=== Selected extract ===

* * * * *

I've always been left-handed and thrown left, but was naturally (and exclusively) right-handed in swinging a bat or a golf club. I never could figure that out. I still remember looking through a book on the Baseball Hall of Fame when I was a kid, trying to find some member that had that same combination. The only one I recall seeing at that time was Bill Dickey, the catcher for the Yankees in Babe Ruth's day.

Valuist
08-30-2006, 08:45 PM
Its is an interesting comment you make, but maybe not for the reason you made it. Have you ever noticed that basically every player that is ever referred to as having a "sweet swing" is a lefty?

One arguement that was put out there was that the lefty's motion is more natural as the swing puts him in motion down toward first base whereas the righty has to twist around to head toward the bag. This seemed plausible until I brought up the issue with a couple friends who were from India who had taken to baseball, probably due to a lack of cricket. They heard this arguement and replied that the cricket players that had the sweetest swings were also all lefties. If you know how cricket is played, there are only 2 wickets (think bases), so the batter having hit the ball from either side would run straight forward rather than off at a 45 degree angle. So that pretty much destroyed the theory for lefties in baseball.

So we are back to the beginning. Why do lefties have the sweetest swings?

I can't answer that but it is true. The one that comes to mind IMO is Billy Williams. Today, maybe Ken Griffey Jr.

I've heard that lefty QBs have the best looking deliveries in football; same w/lefty pitchers

slotterhaus
08-30-2006, 09:54 PM
I'm left-handed, I pitched and got every break imaginable in my sorry baseball career. Think soft tossing version of Frank Tanana when he was a Tiger. Despite having a phantom fastball, a curve barely more pronounced than the earth's surface and a "slider" that was laughed at in Babe Ruth ball, I got by with the trusty Johnny Podres "circle" change. If you can throw strikes and get the ball to go down and away from right-handed hitters, you can miraculously advance in the game. I got all the way to college ball with this garbage.

* * * * *

=== The tasks ===
- a) In the forum thread on left-handed swings, why did the point about cricket undo the theory that a lefty's swing looks better because it carries him toward first base? Answer in one to three sentences.
- b) Reproduce the stretch of the forum thread on left-handed swings from "I've always been" through "Babe Ruth's day.".
- c) In the forum thread on left-handed swings, which Hall of Famer did the first poster recall finding who, like the poster, threw left but batted right-handed?
The records that follow are not needed for any of this work.

* * * * *

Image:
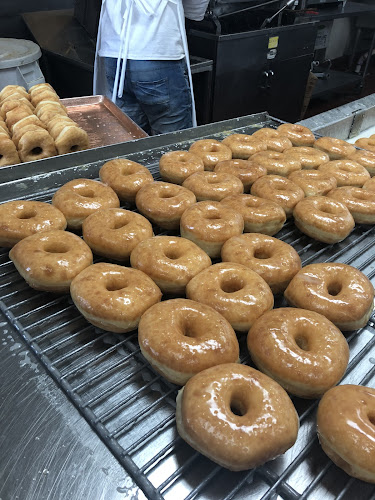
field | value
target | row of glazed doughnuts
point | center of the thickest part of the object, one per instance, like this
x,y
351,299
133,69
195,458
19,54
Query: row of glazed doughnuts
x,y
30,119
167,327
286,422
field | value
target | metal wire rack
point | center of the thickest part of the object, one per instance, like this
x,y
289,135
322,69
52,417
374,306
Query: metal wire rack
x,y
132,408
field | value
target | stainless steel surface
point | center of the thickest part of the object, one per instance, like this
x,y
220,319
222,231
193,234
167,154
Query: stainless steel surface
x,y
346,121
48,451
104,122
130,407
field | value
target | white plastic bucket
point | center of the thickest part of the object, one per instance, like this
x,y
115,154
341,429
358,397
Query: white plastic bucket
x,y
19,63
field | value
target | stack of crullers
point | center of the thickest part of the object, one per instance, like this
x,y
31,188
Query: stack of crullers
x,y
35,125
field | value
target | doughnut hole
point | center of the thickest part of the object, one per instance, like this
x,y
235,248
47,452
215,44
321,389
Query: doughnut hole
x,y
213,180
302,341
232,284
27,214
190,327
239,403
116,283
56,247
36,151
262,253
173,253
334,288
86,192
328,209
120,221
165,194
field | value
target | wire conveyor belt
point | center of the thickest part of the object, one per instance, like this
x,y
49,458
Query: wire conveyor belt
x,y
130,407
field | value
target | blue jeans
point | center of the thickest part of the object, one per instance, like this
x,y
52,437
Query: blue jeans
x,y
156,94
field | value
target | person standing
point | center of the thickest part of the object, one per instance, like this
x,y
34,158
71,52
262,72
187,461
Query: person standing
x,y
142,61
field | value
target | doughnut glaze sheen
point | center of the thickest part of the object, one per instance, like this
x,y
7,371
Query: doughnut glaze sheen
x,y
180,338
274,260
170,261
113,297
236,416
209,224
115,232
300,349
346,431
19,219
259,215
233,290
341,293
50,261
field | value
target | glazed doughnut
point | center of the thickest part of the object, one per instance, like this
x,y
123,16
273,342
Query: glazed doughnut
x,y
308,157
114,232
313,182
280,190
364,158
180,338
28,120
170,261
36,145
297,134
176,166
245,170
323,219
366,143
213,185
19,219
72,139
164,203
211,152
233,290
259,215
346,431
275,261
300,349
79,198
336,149
20,132
49,261
8,152
16,114
369,185
217,407
273,139
125,177
346,172
113,297
360,203
10,104
340,292
209,224
243,145
276,163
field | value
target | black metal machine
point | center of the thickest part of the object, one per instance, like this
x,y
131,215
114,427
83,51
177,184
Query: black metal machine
x,y
259,64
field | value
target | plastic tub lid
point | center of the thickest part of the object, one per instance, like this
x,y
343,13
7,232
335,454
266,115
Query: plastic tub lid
x,y
17,52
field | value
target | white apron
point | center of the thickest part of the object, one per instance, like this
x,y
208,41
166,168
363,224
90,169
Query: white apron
x,y
100,82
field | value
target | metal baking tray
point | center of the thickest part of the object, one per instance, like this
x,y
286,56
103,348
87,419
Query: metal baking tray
x,y
104,122
131,408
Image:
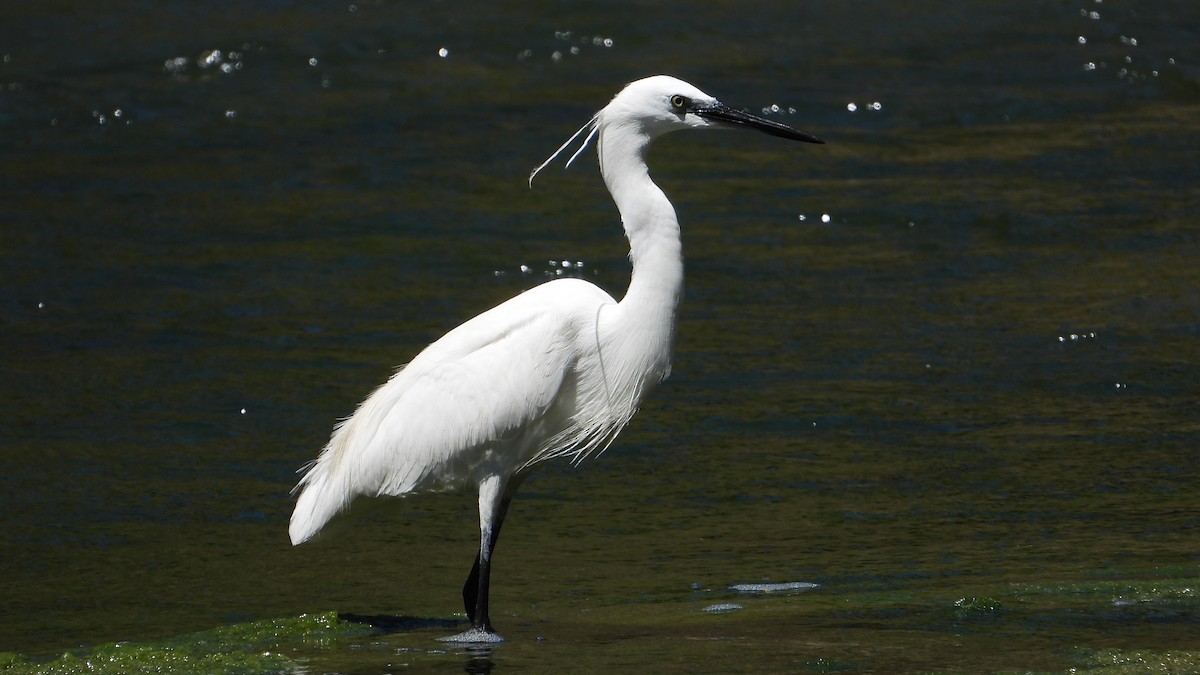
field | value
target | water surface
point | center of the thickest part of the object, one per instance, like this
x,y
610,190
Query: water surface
x,y
951,352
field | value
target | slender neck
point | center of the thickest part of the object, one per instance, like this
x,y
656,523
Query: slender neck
x,y
651,226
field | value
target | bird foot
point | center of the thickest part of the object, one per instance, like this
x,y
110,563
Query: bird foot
x,y
473,637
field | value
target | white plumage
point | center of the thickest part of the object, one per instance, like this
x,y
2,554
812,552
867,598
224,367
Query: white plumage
x,y
556,371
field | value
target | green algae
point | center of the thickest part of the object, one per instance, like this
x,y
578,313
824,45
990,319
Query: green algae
x,y
1128,662
270,645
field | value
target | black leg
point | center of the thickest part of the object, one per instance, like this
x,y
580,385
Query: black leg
x,y
495,495
471,591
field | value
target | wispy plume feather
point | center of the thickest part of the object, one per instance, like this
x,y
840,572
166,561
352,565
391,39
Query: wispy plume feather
x,y
593,124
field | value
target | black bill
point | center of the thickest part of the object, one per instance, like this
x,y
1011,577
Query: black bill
x,y
723,113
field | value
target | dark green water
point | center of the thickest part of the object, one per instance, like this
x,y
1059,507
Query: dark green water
x,y
972,388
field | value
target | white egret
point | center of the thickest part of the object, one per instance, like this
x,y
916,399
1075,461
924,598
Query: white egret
x,y
556,371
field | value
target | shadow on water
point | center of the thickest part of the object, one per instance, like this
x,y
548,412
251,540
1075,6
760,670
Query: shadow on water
x,y
478,656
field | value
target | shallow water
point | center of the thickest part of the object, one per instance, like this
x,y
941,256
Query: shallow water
x,y
979,370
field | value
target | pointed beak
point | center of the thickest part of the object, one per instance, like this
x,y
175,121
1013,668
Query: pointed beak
x,y
724,114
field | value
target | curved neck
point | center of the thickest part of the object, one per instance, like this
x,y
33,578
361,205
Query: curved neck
x,y
651,225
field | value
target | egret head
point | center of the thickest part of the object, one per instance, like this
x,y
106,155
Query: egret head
x,y
661,103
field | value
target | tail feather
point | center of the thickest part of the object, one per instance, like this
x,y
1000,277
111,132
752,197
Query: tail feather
x,y
315,507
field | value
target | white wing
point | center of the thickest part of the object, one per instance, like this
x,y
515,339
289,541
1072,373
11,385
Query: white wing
x,y
460,408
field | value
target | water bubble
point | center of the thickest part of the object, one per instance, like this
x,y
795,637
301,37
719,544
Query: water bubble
x,y
774,587
721,608
209,59
175,66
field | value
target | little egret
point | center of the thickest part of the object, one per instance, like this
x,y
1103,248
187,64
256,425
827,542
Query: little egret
x,y
557,371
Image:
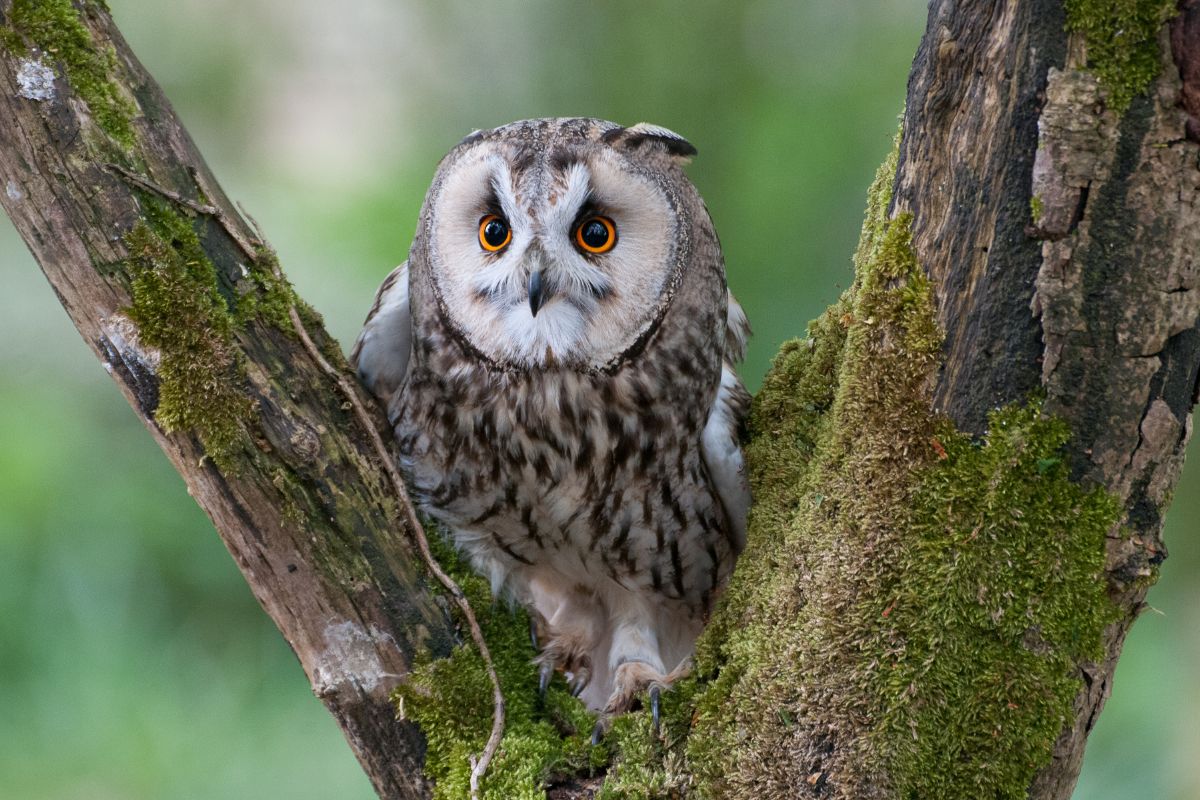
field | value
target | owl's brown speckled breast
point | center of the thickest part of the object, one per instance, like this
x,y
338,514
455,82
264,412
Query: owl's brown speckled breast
x,y
592,473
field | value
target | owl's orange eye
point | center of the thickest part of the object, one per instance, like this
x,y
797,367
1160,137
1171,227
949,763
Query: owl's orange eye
x,y
595,235
493,233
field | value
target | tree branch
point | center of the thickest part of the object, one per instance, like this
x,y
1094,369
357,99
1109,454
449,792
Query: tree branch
x,y
105,184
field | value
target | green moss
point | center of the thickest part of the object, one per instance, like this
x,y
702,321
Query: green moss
x,y
1000,597
1122,42
180,311
945,663
450,699
54,28
265,294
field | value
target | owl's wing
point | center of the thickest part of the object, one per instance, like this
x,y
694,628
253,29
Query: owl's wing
x,y
720,441
381,353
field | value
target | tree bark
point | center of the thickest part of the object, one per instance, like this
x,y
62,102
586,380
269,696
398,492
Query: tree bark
x,y
1059,230
300,497
1002,109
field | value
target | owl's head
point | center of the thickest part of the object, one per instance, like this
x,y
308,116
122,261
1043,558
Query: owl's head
x,y
558,241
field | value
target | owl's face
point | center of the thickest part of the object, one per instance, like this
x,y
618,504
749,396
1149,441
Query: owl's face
x,y
558,241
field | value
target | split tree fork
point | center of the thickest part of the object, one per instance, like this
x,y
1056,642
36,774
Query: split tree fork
x,y
1031,247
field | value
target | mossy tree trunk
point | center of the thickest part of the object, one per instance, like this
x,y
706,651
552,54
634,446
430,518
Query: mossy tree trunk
x,y
935,593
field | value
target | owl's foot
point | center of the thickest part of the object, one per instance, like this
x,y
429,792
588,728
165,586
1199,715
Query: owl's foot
x,y
631,679
577,667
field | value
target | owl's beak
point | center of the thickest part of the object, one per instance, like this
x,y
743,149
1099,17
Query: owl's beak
x,y
537,293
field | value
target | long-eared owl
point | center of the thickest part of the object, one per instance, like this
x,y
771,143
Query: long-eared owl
x,y
557,359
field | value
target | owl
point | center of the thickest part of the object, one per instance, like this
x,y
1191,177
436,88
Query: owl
x,y
557,361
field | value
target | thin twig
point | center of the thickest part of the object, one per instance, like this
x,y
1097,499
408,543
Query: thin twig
x,y
247,247
478,764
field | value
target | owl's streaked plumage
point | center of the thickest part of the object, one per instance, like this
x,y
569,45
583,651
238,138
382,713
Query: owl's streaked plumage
x,y
557,361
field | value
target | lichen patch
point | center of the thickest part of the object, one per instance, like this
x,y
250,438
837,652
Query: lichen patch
x,y
35,80
352,659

* * * * *

=== Responses to the exercise ===
- a) In cricket there are only two wickets, so a batter who hits from either side runs straight forward rather than off at a 45-degree angle. Yet the cricket players with the sweetest swings were also all lefties, so the direction of running could not explain the lefty advantage in baseball.

- b)
I've always been left-handed and thrown left, but was naturally (and exclusively) right-handed in swinging a bat or a golf club. I never could figure that out. I still remember looking through a book on the Baseball Hall of Fame when I was a kid, trying to find some member that had that same combination. The only one I recall seeing at that time was Bill Dickey, the catcher for the Yankees in Babe Ruth's day.

- c) Bill Dickey, the catcher for the Yankees in Babe Ruth's day.